Exercise task 1:
Using the article on getting a grip on reality, answer these:
(a) In which main work did Spinoza use the axiomatic approach?
(b) Which philosopher is said to have gone crazy on the dialectical approach?
(c) What does the article give as probably the best example of the methods intertwining and reinforcing each other?

Selected text:
= = = =

Getting a grip on ‘reality’?

Like 'truth', 'reality' is a concept with which we try to face the 'real', sober reality and – sometimes – to manipulate it to our liking. That may serve ideals or noble purposes, such as bliss, enlightenment, and indelible knowledge. In the course of time, all kinds of 'methods' have been developed to realize these ideals and, as it were, to get a grip on reality.

Getting a grip on ‘reality’?

This article takes a closer look at four recent approaches to reality:
a. The axiomatic method, or the departure from undeniable principals.
b. The dialectical method, which assumes recurring movement of opposites.
c. The story-telling or ‘narrative’ method.
d. The enduristic ‘method’, actually not a method, but a post-narrative approach.
In reality, these methods can intertwine and reinforce each other and the best example of this is probably ‘The Alchemical Wedding of Christian Rosycross.’

At the beginning of the seventeenth century, the approach to reality or pure nature was connected to ‘the undeniable basic tenets’ of Rosicrucians, a method based on axioms, an axiomatic ‘method’. Spinoza, in the same century, also used the axiomatic approach in his main work the ‘Ethica’, and before him Euclid, for example, already followed that method.

The axiomatic, mathematical method seemed to reach its limits in the comprehension of the mass man (‘De Dijn’, ‘De andere Spinoza’ ) when reality was experienced in its dialectical capacity at the end of the eighteenth century and the beginning of the nineteenth century: reality turned out to be completely subordinate to dialectics and therefore dialectics even seemed to BE reality. A philosopher like Hegel seemed to go crazy on this dialectical approach to reality – the dialectical method. That is obvious, because the boundary of dialectics seemed to be absolute, that is to say inescapable. For a long time, the dialectical method remained dominant; ideologies were founded on it and systems were built on it.

= = = =

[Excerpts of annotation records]
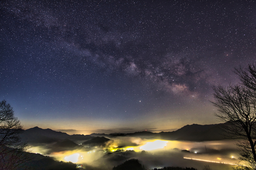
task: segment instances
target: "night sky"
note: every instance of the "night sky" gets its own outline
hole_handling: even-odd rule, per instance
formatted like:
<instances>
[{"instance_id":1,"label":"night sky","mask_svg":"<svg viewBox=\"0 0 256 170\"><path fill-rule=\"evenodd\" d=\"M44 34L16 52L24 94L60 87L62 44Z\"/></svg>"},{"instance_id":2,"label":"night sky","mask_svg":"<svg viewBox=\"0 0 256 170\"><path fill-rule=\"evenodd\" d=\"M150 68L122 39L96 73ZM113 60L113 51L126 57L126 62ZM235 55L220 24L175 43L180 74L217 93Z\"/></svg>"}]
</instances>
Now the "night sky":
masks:
<instances>
[{"instance_id":1,"label":"night sky","mask_svg":"<svg viewBox=\"0 0 256 170\"><path fill-rule=\"evenodd\" d=\"M219 123L212 86L256 62L254 1L80 1L1 3L0 100L25 129Z\"/></svg>"}]
</instances>

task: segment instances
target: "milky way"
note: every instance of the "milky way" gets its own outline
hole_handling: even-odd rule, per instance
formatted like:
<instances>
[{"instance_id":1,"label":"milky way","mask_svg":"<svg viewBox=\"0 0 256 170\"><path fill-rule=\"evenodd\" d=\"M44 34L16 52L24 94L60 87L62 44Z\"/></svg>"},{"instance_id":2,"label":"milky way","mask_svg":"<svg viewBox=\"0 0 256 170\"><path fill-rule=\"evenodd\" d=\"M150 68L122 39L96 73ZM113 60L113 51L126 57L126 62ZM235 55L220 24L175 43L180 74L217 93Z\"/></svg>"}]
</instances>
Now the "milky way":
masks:
<instances>
[{"instance_id":1,"label":"milky way","mask_svg":"<svg viewBox=\"0 0 256 170\"><path fill-rule=\"evenodd\" d=\"M256 62L253 1L6 1L0 99L25 128L216 123L211 87Z\"/></svg>"}]
</instances>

= = = =

Exercise task 2:
Pick out every line of the records that contains the string "label". Case counts.

Correct response 1:
(a) The 'Ethica'
(b) Hegel
(c) 'The Alchemical Wedding of Christian Rosycross'

Correct response 2:
[{"instance_id":1,"label":"night sky","mask_svg":"<svg viewBox=\"0 0 256 170\"><path fill-rule=\"evenodd\" d=\"M44 34L16 52L24 94L60 87L62 44Z\"/></svg>"},{"instance_id":2,"label":"night sky","mask_svg":"<svg viewBox=\"0 0 256 170\"><path fill-rule=\"evenodd\" d=\"M150 68L122 39L96 73ZM113 60L113 51L126 57L126 62ZM235 55L220 24L175 43L180 74L217 93Z\"/></svg>"}]
[{"instance_id":1,"label":"night sky","mask_svg":"<svg viewBox=\"0 0 256 170\"><path fill-rule=\"evenodd\" d=\"M219 123L212 86L256 62L254 1L80 1L1 3L0 100L25 129Z\"/></svg>"}]
[{"instance_id":1,"label":"milky way","mask_svg":"<svg viewBox=\"0 0 256 170\"><path fill-rule=\"evenodd\" d=\"M44 34L16 52L24 94L60 87L62 44Z\"/></svg>"},{"instance_id":2,"label":"milky way","mask_svg":"<svg viewBox=\"0 0 256 170\"><path fill-rule=\"evenodd\" d=\"M150 68L122 39L96 73ZM113 60L113 51L126 57L126 62ZM235 55L220 24L175 43L180 74L217 93Z\"/></svg>"}]
[{"instance_id":1,"label":"milky way","mask_svg":"<svg viewBox=\"0 0 256 170\"><path fill-rule=\"evenodd\" d=\"M256 62L253 1L6 1L0 99L25 128L216 123L211 87Z\"/></svg>"}]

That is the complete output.